◆ Recorded information
--- START ---

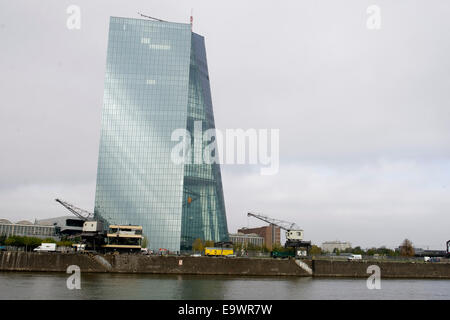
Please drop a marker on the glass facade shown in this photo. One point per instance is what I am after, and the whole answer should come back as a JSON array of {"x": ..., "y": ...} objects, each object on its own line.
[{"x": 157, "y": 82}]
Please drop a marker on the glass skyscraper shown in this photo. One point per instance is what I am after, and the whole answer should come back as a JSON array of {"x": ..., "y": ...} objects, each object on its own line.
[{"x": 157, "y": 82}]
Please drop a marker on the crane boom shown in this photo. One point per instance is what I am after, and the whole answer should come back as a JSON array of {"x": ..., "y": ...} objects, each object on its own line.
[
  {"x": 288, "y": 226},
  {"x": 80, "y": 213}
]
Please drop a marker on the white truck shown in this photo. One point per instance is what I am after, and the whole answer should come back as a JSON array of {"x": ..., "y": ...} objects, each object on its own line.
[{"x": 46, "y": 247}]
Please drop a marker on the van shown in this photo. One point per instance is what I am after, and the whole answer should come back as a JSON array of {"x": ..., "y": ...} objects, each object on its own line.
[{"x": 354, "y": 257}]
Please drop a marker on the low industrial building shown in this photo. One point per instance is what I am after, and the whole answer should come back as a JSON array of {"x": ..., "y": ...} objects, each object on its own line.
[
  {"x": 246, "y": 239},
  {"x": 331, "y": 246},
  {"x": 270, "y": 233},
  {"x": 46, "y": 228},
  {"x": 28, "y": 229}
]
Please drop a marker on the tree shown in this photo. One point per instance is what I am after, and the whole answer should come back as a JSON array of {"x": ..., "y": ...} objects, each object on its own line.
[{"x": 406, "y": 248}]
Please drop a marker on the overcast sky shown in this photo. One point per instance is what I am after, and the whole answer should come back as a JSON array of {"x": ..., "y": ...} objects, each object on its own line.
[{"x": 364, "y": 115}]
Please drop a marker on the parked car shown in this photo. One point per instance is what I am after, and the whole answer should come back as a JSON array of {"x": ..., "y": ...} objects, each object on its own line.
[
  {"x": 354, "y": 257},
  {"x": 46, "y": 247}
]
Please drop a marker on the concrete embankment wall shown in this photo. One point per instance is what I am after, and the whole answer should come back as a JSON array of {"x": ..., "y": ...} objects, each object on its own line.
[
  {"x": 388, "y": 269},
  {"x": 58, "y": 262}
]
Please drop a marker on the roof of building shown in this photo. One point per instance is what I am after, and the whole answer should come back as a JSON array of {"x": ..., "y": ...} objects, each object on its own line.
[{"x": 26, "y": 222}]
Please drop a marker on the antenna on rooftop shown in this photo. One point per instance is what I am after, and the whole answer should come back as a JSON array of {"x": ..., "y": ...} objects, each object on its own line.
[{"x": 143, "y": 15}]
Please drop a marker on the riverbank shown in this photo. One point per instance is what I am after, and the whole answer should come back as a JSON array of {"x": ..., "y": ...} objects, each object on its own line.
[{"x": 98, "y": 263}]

--- END ---

◆ Problem to solve
Restate the entries above word for word, and keep the pictures out.

◆ Expected answer
Please drop a marker on the glass facade shown in this photo. One point per instance is what I am after, and the whole answer should come back as a JSON array of {"x": ..., "y": ...} objects, each object on its own line.
[{"x": 157, "y": 82}]
Please drop a marker on the glass skyscraper shown in this photo. One point per instance is what I am after, and the whole answer should come back as a JSON array of {"x": ..., "y": ...} objects, each object on its own line.
[{"x": 157, "y": 82}]
Please drop a marker on the crane boom shown in this photo. One point per instance is what I am after, and the whole answer should come back as a JSON array of {"x": ..., "y": ...} objects, each object on its own line.
[
  {"x": 288, "y": 226},
  {"x": 80, "y": 213}
]
Please drop a marker on the white truck shown in this photo. One point per instance is what I am after, and the whole answer should come back as a JSON array of {"x": ..., "y": ...} objects, each object on its own line.
[{"x": 46, "y": 247}]
Please drop a marker on the van shown in this photo. One point per instance is what I am after, and the whole answer should come back as a JSON array of {"x": ..., "y": ...} objects, each object on its own line.
[{"x": 354, "y": 257}]
Please drop a marker on the low industrial building shown in this photo. One point per instance is what I am after, and the whole answer should come back as a JSON array of {"x": ..., "y": ...} objects, each object on its own line.
[
  {"x": 246, "y": 239},
  {"x": 331, "y": 246},
  {"x": 270, "y": 233},
  {"x": 46, "y": 228},
  {"x": 28, "y": 229}
]
Please drop a marker on the tree shown in this photo. One point per instance is what I am after, and the whole answer should come back as a JSON array of {"x": ..., "y": ...} objects, each object on its own line.
[{"x": 406, "y": 248}]
Please drop a marker on the overcast sky shown in this photo. One point per instance is what I am after, and the whole answer should come back as a JSON array of {"x": ..., "y": ...} objects, each object on its own line.
[{"x": 364, "y": 115}]
Please drop a marker on the parked car shown in this photo. One point per instance is what I am after, and the whole answer should come back as a JSON array of {"x": ..., "y": ...} objects, each object on its own line.
[
  {"x": 354, "y": 257},
  {"x": 46, "y": 247}
]
Please drop a marker on the concrete embankment wall shown in this photo. One point per instance is what I am after, and the whole answer should come back as a JSON array of {"x": ..., "y": ...} objects, each object on its own line.
[
  {"x": 388, "y": 269},
  {"x": 58, "y": 262}
]
Please drop a marker on the roof of building shown in this photo. One point per instance is what I am after, and the whole answer should come back as a JSON array of {"x": ..., "y": ...} objects, each object on its own line.
[{"x": 26, "y": 222}]
Please drop a marker on the antenna on rooftop shown in this photo. One point per instance is what I am after, and the whole answer should come back as a JSON array of {"x": ..., "y": ...} objects, each object on its own line.
[{"x": 143, "y": 15}]
Please drop a marker on the riverbank shown in this photo. One point per instance is what I am after, and the whole answer should come back as a JSON array of {"x": ..., "y": ...} objects, each object on its own line.
[{"x": 98, "y": 263}]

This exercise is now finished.